Begin PAGE EXCERPT

Question

A function $y=f\left(x\right)$ satisfying the differential equation $\frac{dy}{dx}.\sin x-y\cos x+\frac{{\sin }^{2}x}{x^2}=0$ such that $y\to 0$ as $x\to \infty$ then the correct statement which is correct is

• A. $\underset{x\to 0}{lim}itf\left(x\right)=1$
• B. $\underset{0}{\overset{\pi /2}{\int }}f\left(x\right)dx$ is less than $\frac{\pi }{2}$
• C. $\underset{0}{\overset{\pi /2}{\int }}f\left(x\right)dx$ is greater than unity
• D. $f\left(x\right)$ is an odd function

Answer 1

Answer: (B)

$\underset{0}{\overset{\pi /2}{\int }}f\left(x\right)dx$ is less than $\frac{\pi }{2}$

$\frac{dy}{dx}-y\cot x=\frac{-\sin x}{x^2}$ {dividing by $\sin x$)

End PAGE EXCERPT
Begin ENTRIES PROVIDED

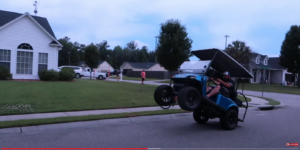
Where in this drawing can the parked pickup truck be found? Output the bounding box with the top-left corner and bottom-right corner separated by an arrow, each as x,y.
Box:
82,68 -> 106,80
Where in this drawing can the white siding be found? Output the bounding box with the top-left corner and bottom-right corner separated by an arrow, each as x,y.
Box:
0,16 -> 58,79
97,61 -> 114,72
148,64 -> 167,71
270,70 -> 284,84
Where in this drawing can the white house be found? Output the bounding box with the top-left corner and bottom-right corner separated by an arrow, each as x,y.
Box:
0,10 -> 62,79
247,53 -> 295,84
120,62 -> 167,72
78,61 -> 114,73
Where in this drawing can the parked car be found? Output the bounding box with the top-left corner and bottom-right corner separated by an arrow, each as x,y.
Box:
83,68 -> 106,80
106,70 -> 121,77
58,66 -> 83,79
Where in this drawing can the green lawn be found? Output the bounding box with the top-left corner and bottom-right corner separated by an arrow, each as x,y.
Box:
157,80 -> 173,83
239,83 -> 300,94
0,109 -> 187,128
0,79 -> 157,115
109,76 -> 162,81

End ENTRIES PROVIDED
Begin ENTRIES PROVIDED

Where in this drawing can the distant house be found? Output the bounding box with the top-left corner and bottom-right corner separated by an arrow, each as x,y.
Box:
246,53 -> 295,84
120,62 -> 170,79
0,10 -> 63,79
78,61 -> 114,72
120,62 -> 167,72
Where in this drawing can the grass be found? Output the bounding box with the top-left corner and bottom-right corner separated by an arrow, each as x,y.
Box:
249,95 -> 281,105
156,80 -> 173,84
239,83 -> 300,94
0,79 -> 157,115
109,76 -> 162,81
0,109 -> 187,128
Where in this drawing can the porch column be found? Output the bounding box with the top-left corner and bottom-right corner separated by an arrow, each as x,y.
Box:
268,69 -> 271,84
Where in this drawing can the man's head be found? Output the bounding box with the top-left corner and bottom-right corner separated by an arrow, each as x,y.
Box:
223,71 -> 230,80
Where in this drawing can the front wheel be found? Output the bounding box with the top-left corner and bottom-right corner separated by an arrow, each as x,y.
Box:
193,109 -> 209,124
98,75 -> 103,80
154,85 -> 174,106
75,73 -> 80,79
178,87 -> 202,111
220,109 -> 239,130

End ENTRIES PROVIDED

REQUIRED TASK A
In the differential equation problem, which option does Answer 1 give as correct?
REQUIRED TASK B
From the differential equation problem, render option D, "$f\left(x\right)$ is an odd function", in Spanish.
REQUIRED TASK C
Proceed with the solution to the differential equation problem, starting after its last line.
The object detection data plays no role here.

FINAL RESULT A
Option B

FINAL RESULT B
$f\left(x\right)$ es una función impar.

FINAL RESULT C
Integral function (IF)$=e^{\int -\cot xdx}=e^{-\log \sin x}=\frac{1}{\sin x}$

Multiplying by $\frac{1}{\sin x}$, we get

$\frac{1}{\sin x}\times \frac{dy}{dx}-y\frac{\cos x}{{\sin }^{2}x}=\frac{-1}{x^2}$

$d\left(\frac{1}{\sin x}y\right)=\frac{-1}{x^2}dx$

now, integrate, we get...

$\frac{y}{\sin x}=\frac{1}{x}+C$

$y=\frac{\sin x}{x}+c\sin x$

Now applying condition, ${lim}_{x\to \infty }y=0,$ we get $C=0$

So, $y=f\left(x\right)=\frac{\sin x}{x}$

Since, $y$ is even function,

${\int }_0^{\frac{\pi }{2}}y=\frac{1}{2}{\int }_0^{\pi }\frac{\sin x}{x}=I$ (Let)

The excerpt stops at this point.